*Extracted material*
━━━━━━━━━━━━━━━━━━━━
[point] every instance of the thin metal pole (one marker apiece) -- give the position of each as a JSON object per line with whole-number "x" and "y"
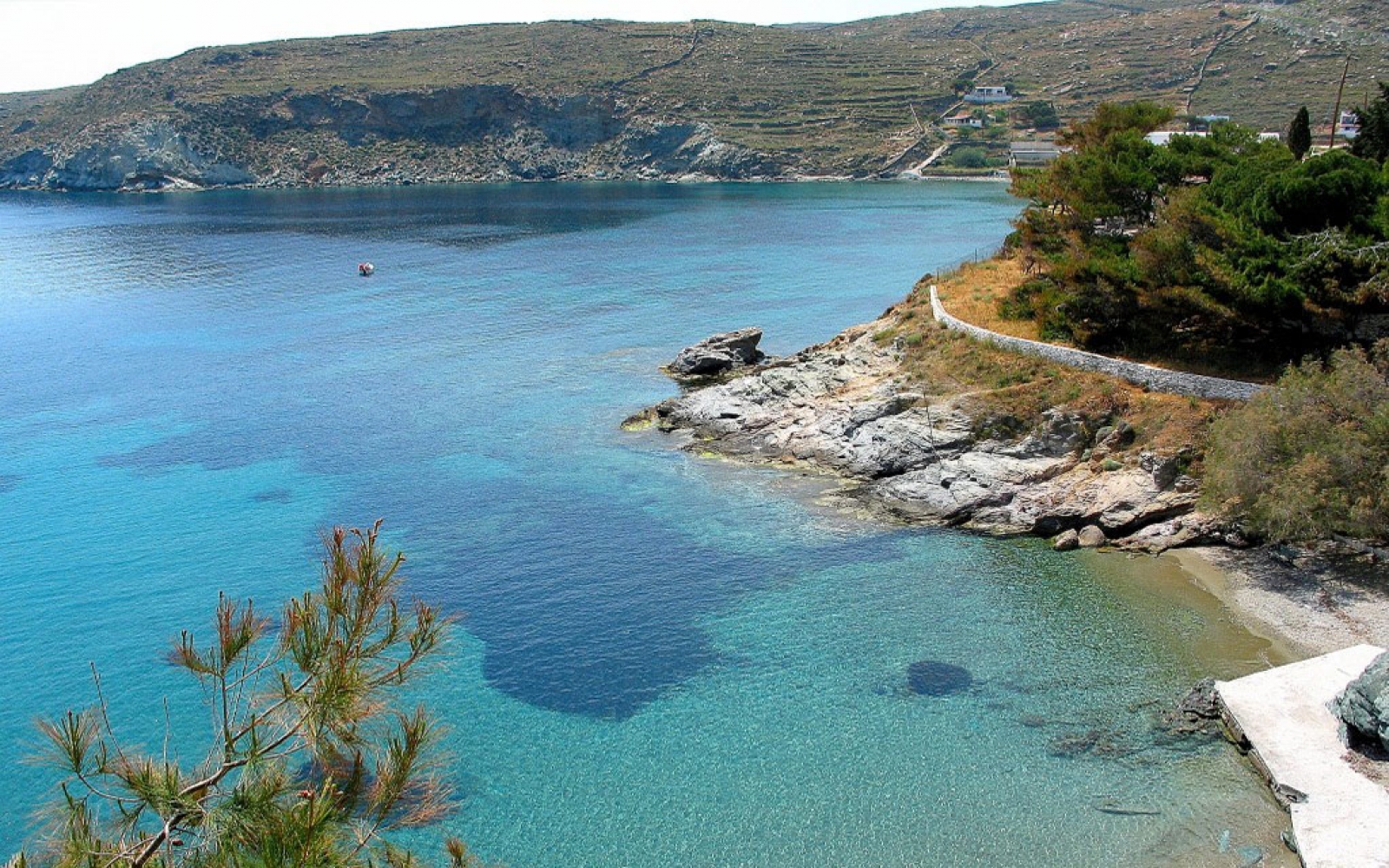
{"x": 1335, "y": 115}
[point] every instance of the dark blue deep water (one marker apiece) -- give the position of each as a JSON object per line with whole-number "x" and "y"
{"x": 663, "y": 660}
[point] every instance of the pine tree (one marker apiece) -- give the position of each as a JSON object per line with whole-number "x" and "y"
{"x": 1373, "y": 142}
{"x": 1299, "y": 135}
{"x": 313, "y": 759}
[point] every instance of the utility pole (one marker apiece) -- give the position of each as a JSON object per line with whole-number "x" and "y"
{"x": 1335, "y": 115}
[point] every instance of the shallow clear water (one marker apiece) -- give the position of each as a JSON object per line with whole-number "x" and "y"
{"x": 664, "y": 660}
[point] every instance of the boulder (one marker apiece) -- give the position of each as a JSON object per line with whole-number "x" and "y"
{"x": 1090, "y": 536}
{"x": 719, "y": 354}
{"x": 1365, "y": 706}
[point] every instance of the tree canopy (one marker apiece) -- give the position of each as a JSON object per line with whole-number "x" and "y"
{"x": 1222, "y": 249}
{"x": 313, "y": 761}
{"x": 1373, "y": 142}
{"x": 1299, "y": 134}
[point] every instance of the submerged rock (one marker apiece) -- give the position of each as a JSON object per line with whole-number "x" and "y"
{"x": 719, "y": 354}
{"x": 1090, "y": 538}
{"x": 1365, "y": 706}
{"x": 1067, "y": 541}
{"x": 937, "y": 678}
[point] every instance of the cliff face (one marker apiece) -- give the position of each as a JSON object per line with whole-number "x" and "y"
{"x": 486, "y": 132}
{"x": 603, "y": 99}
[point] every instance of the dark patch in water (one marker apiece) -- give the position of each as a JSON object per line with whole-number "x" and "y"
{"x": 574, "y": 617}
{"x": 207, "y": 448}
{"x": 935, "y": 678}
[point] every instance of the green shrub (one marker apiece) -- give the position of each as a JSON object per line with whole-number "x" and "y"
{"x": 1310, "y": 456}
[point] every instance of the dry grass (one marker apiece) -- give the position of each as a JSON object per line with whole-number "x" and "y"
{"x": 972, "y": 293}
{"x": 1010, "y": 391}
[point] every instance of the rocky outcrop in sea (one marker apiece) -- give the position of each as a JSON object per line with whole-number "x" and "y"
{"x": 847, "y": 406}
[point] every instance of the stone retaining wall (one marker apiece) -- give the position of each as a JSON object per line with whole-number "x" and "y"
{"x": 1157, "y": 379}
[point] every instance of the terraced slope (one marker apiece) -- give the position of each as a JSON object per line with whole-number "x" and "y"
{"x": 609, "y": 99}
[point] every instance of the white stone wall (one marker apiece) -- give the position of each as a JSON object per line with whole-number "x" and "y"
{"x": 1157, "y": 379}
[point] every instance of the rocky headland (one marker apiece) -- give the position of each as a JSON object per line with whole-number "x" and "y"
{"x": 854, "y": 407}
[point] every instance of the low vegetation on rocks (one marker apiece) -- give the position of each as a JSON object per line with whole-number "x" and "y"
{"x": 1309, "y": 458}
{"x": 1222, "y": 249}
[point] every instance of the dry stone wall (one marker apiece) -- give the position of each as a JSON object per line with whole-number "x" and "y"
{"x": 1157, "y": 379}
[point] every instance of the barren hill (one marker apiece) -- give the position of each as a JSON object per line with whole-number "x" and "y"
{"x": 604, "y": 99}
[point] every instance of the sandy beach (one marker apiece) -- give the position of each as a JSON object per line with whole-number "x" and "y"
{"x": 1303, "y": 608}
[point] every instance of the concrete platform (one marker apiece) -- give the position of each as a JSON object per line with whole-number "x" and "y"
{"x": 1344, "y": 823}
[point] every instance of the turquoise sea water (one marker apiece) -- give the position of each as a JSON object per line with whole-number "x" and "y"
{"x": 664, "y": 660}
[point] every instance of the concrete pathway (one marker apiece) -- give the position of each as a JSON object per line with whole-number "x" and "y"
{"x": 1344, "y": 823}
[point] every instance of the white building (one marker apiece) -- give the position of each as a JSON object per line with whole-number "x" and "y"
{"x": 988, "y": 95}
{"x": 1164, "y": 138}
{"x": 1349, "y": 125}
{"x": 964, "y": 118}
{"x": 1032, "y": 153}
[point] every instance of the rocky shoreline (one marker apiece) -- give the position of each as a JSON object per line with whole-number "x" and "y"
{"x": 847, "y": 407}
{"x": 851, "y": 409}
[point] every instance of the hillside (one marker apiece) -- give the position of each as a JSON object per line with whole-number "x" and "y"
{"x": 606, "y": 99}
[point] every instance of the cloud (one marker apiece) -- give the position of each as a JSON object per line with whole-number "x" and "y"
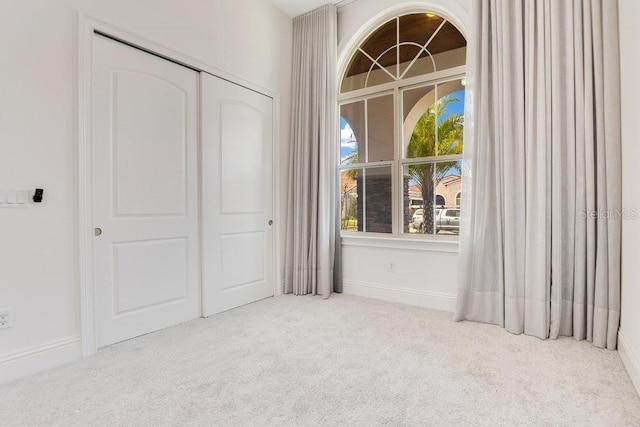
━━━━━━━━━━━━━━━━━━━━
*Task brief*
The output is the records exactly as they read, with no pictures in it.

*Answer box*
[point] every instance of the thin metal pole (one marker apiece) -- give the position of each as a JSON object per line with whole-number "x" and "y"
{"x": 1335, "y": 115}
[point] every instance of the dark blue deep water (one marker apiece) -- give the position of each as a JSON object per line with whole-number "x" and "y"
{"x": 663, "y": 660}
[point] every instance of the pine tree (one marker apiece) -- give the position of each as a JSON object per line with whole-number "x" and "y"
{"x": 1373, "y": 142}
{"x": 1299, "y": 135}
{"x": 313, "y": 759}
[point] every instance of the utility pole (one marker apiece) -- give the position of each as a JSON object per line with whole-number "x" and "y"
{"x": 1335, "y": 115}
[point] every instance of the shallow clear water (one marker apiece) -- give the position of each as a JSON object per line with whole-number "x" and "y"
{"x": 664, "y": 660}
[point] every instance of the boulder (one marker apiece) -- give the position of each as a JSON object per line with whole-number "x" and "y"
{"x": 1090, "y": 536}
{"x": 719, "y": 354}
{"x": 1365, "y": 706}
[point] every instance of the tree canopy (one marker apiece) -- give the position of each as a JSON object per line with whole-number "x" and "y"
{"x": 1222, "y": 249}
{"x": 313, "y": 761}
{"x": 1373, "y": 142}
{"x": 1299, "y": 134}
[point] every instance of the submerged rock (one marker apiece) -- give the position of each as a JSON object per line with whole-number "x" and "y"
{"x": 719, "y": 354}
{"x": 1090, "y": 538}
{"x": 1365, "y": 706}
{"x": 1067, "y": 541}
{"x": 937, "y": 678}
[point] every instance of the cliff face (one marker apiece) -- give the position of each as a JSON object per line with whole-number "x" and "y"
{"x": 486, "y": 132}
{"x": 603, "y": 99}
[point] every instance of the dark patch in water (one marker apiece) -- give the position of each as a JSON object per line with whole-number "x" and "y"
{"x": 574, "y": 617}
{"x": 207, "y": 448}
{"x": 935, "y": 678}
[point] every instance of the green shrub (one marker apiece) -- give the position of each as a JSON object per line with whole-number "x" and "y"
{"x": 1310, "y": 456}
[point] every instance of the dry grass (one marker apiece) -- give the position of each as a JSON object per line with whole-number "x" and "y"
{"x": 972, "y": 293}
{"x": 1010, "y": 391}
[point] every instance of the rocky outcrop in sea (one marker apiece) -- give the position of each as a JSON object per line with whole-number "x" and "y"
{"x": 847, "y": 406}
[point] every instance of the stone retaining wall (one marker apiece) -- give the position of each as a JSON object per line with whole-number "x" and "y"
{"x": 1157, "y": 379}
[point] every instance of the terraced slope (one marker apiece) -- give the position of each as a JSON object per line with whole-number "x" and "y"
{"x": 609, "y": 99}
[point] every instance of the white stone wall (one marker apiece) -- give the position of each as a JSON object per line with whole-number "x" and "y"
{"x": 1157, "y": 379}
[point] every instance of the rocky headland (one marker apiece) -- give the position of each as a JSON object per line with whole-number "x" and "y"
{"x": 854, "y": 407}
[point] every instance of the low vegetation on rocks (one marker apiece) -- give the position of each as a JSON object per line with whole-number "x" and "y"
{"x": 1309, "y": 458}
{"x": 1222, "y": 249}
[point] every instance of the dry stone wall (one marker apiece) -- give the position of each as a JSON object per line with whole-number "x" and "y"
{"x": 1157, "y": 379}
[point] every instance of the barren hill (one marker apiece) -- give the position of each as a JSON object per line with whole-number "x" and "y"
{"x": 604, "y": 99}
[point] every instance of the sandy beach (one marker apiece) -- give the position of each as a JSON object per line with whole-number "x" and "y"
{"x": 1303, "y": 608}
[point] every instance of the concrete platform (one marker apiece) -- give the position of each as a JSON object per line with whole-number "x" and "y"
{"x": 1344, "y": 823}
[point] every instance of the turquoise sea water (one marker apiece) -- give the position of each as a JSON object per line with whole-number "x" and "y"
{"x": 664, "y": 660}
[point] every instance of the concrete pathway (one marker apiece) -- give the position of each as a JSON object per line with whole-number "x" and "y"
{"x": 1344, "y": 823}
[point] every instance of the white building (one marker apiece) -- give the position of each as a JSON object per line with whole-number "x" and "y"
{"x": 988, "y": 95}
{"x": 1164, "y": 138}
{"x": 1349, "y": 125}
{"x": 964, "y": 118}
{"x": 1032, "y": 153}
[point] every instance of the rocky shoreline (one marker apiece) -- give the position of each as a JSON object per line with whole-number "x" and "y"
{"x": 847, "y": 407}
{"x": 851, "y": 409}
[point] every instance of the hillside (one marker apiece) -- give the position of each as a JSON object per line with whole-number "x" and "y"
{"x": 606, "y": 99}
[point] every instance of the cloud (one marker apiece) -- give the position of each as a JSON object per line with whole-number "x" and "y"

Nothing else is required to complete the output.